Tasks and exercises:
1 – Answer these questions from the passage on Meta's fossil fuel projects, one line each:
(a) Which utility has an agreement with Meta to help power the Hyperion data center?
(b) According to its application, how much greenhouse gas could the Entergy gas plant in Richland Parish emit each year?
(c) How many new natural gas plants did Meta announce it would pay for?
2 – For each statement, say whether it agrees with the passage on Meta's fossil fuel projects. Answer yes or no and quote the deciding words.
(a) Hyperion is in Richland Parish, Louisiana.
(b) The seven new gas plants will serve only Meta's data centers.
(c) The announcement says the new facilities are being built with future carbon capture capabilities.

Passage shown:
----------------------------------------

The Ohio projects aren’t the only fossil fuel projects in Meta’s pipeline. Most major AI companies building behind-the-meter power are also pursuing arrangements with utilities to pay for power plants that would be connected to the grid. Meta has an agreement with utility Entergy to help power a massive data center, Hyperion, in Richland Parish, Louisiana. A gas plant being built by Entergy in Richland Parish to meet power needs from the Meta campus could, according to its application, emit nearly 5.2 million tons of greenhouse gases each year. Earlier this month, Meta announced that it would pay for seven new natural gas plants, totaling more than five gigawatts, to serve both its data centers and Entergy customers. (These facilities, the announcement states, are being built with future carbon capture capabilities, which could drive down some emissions from the plants.)

----------------------------------------

Supplied data:
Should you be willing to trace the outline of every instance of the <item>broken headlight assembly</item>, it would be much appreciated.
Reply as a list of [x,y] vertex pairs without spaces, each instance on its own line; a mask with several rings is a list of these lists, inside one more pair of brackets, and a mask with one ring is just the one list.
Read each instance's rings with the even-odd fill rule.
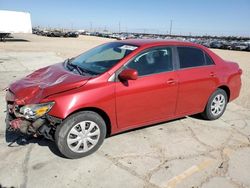
[[34,120],[48,113],[54,104],[55,102],[25,105],[20,108],[20,113],[26,119]]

----------------------------------------

Solutions to the problems:
1 –
(a) Entergy
(b) Nearly 5.2 million tons
(c) Seven, totaling more than five gigawatts

2 –
(a) Yes: "a massive data center, Hyperion, in Richland Parish, Louisiana"
(b) No: "to serve both its data centers and Entergy customers"
(c) Yes: "are being built with future carbon capture capabilities"